[Stored data entries]
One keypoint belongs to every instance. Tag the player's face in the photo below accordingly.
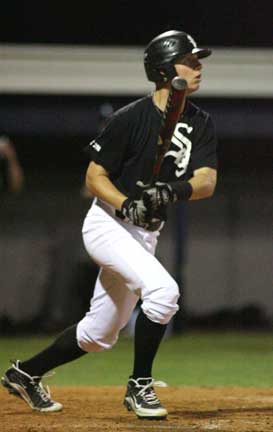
(189, 68)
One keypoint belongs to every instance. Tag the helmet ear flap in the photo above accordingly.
(161, 74)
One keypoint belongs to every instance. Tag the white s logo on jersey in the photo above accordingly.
(184, 144)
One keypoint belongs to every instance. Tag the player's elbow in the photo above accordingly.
(93, 177)
(210, 188)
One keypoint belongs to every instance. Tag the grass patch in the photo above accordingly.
(194, 358)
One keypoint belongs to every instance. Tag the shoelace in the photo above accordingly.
(44, 392)
(148, 393)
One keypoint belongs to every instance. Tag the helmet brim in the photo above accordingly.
(202, 52)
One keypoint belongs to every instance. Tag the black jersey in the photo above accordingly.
(126, 147)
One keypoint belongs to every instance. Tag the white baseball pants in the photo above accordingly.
(128, 271)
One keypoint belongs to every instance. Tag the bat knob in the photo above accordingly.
(179, 83)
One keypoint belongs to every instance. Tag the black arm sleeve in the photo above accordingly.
(204, 154)
(109, 148)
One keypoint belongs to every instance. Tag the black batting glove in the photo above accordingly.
(161, 194)
(137, 213)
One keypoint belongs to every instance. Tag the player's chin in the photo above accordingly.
(194, 86)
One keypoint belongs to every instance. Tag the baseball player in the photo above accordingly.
(121, 229)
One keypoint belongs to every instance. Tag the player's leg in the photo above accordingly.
(130, 255)
(114, 305)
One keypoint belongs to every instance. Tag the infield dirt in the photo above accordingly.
(224, 409)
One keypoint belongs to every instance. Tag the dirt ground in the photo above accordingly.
(229, 409)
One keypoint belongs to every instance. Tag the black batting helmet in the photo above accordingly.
(161, 53)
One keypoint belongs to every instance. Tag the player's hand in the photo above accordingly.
(138, 214)
(157, 196)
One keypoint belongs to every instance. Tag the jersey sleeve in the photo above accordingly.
(205, 151)
(109, 147)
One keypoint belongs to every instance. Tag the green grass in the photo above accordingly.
(195, 359)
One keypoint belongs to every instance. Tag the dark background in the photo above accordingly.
(50, 132)
(223, 23)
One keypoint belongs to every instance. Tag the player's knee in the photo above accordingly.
(91, 339)
(161, 305)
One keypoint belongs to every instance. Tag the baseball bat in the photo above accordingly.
(174, 107)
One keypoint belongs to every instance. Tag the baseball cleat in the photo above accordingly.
(30, 389)
(141, 398)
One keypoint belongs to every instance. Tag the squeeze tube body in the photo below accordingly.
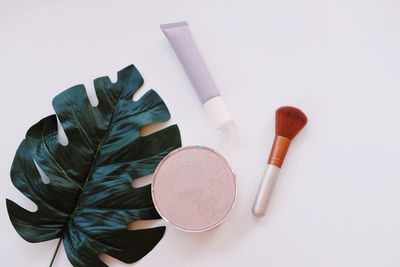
(181, 40)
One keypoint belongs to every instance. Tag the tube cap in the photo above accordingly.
(219, 115)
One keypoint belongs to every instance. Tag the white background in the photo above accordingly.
(337, 201)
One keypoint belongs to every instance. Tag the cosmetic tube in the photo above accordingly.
(181, 40)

▸ **WHAT NEEDS TO BE DONE**
Output all of the items above as a numbered list with no blank lines, omitting the pictures.

▸ **THE RESPONSE**
1. One keypoint belongs to every instance. Tag the player's face in the photo below accordingly.
2. (189, 68)
3. One keypoint belongs to every instance. Tag the helmet ear flap in the photo above accordingly.
4. (161, 74)
5. One keypoint belongs to every instance. Tag the white s logo on jersey in the photo above accordingly.
6. (184, 144)
7. One keypoint belongs to every instance. Tag the player's elbow in the photo above accordingly.
8. (93, 177)
9. (210, 188)
10. One keypoint belongs to every instance. Tag the grass patch in the photo above accordingly.
11. (194, 358)
12. One keypoint belongs to every instance. Tag the shoelace in the photo above accordingly.
13. (44, 392)
14. (148, 393)
15. One keypoint belongs to every instance. Tag the helmet brim in the photo above accordingly.
16. (202, 52)
17. One keypoint belongs to every instance. Tag the black jersey in the photo above accordingly.
18. (126, 147)
19. One keypoint belongs to every instance. Tag the white baseball pants in the photo above accordingly.
20. (128, 271)
21. One keypoint belongs to every instance. Tag the bat knob in the photo above accordingly.
22. (179, 83)
23. One keypoint belongs to every instance. Tag the black arm sleeve in the photo above accordingly.
24. (204, 154)
25. (109, 148)
26. One keypoint belongs to every instance. Tag the black batting glove in the photo above accordingly.
27. (161, 194)
28. (137, 213)
29. One keypoint belongs to every instance. Tag the player's chin in the photo above accordingly.
30. (194, 86)
31. One keypoint belongs to every instance. Tag the baseball player in the photo above accordingly.
32. (121, 229)
33. One keypoint belongs to every instance. Tag the player's leg in the photo above accordingly.
34. (130, 255)
35. (114, 305)
36. One keypoint belongs to every instance. Tag the infield dirt in the photo above accordingly.
37. (224, 409)
38. One keypoint belongs to every instance. Tag the dirt ground in the photo above accordingly.
39. (229, 409)
40. One keypoint belongs to every instance. Tag the black batting helmet in the photo above accordingly.
41. (161, 53)
42. One keypoint belongs to every instance. Tag the player's hand in the photo above accordingly.
43. (138, 214)
44. (157, 196)
45. One keypoint belongs to every instance. Tag the jersey sleeve in the photo above accordingly.
46. (205, 151)
47. (109, 147)
48. One keypoint belongs to every instance. Tag the green grass in the photo above accordingly.
49. (195, 359)
50. One keypoint belongs to every instance. Tag the dark background in the photo above accordingly.
51. (50, 132)
52. (223, 23)
53. One keypoint belongs to every instance. Tag the player's knee in the photo above accordingly.
54. (91, 339)
55. (161, 305)
56. One keypoint belongs to every instance. Tag the baseball bat in the photo above accordingly.
57. (174, 107)
58. One keypoint belongs to every instance. Tag the baseball cleat in the photo above accordingly.
59. (30, 389)
60. (141, 398)
61. One keypoint belongs to every instance. Tag the squeeze tube body in the photo below accordingly.
62. (181, 40)
63. One keypoint belongs to every instance. Tag the tube cap in the photo above accordingly.
64. (219, 115)
65. One keypoint belongs to every instance. Tag the white background in the photo above accordingly.
66. (337, 201)
67. One keypoint belongs to every instance. Tag the cosmetic tube in the photo above accordingly.
68. (181, 40)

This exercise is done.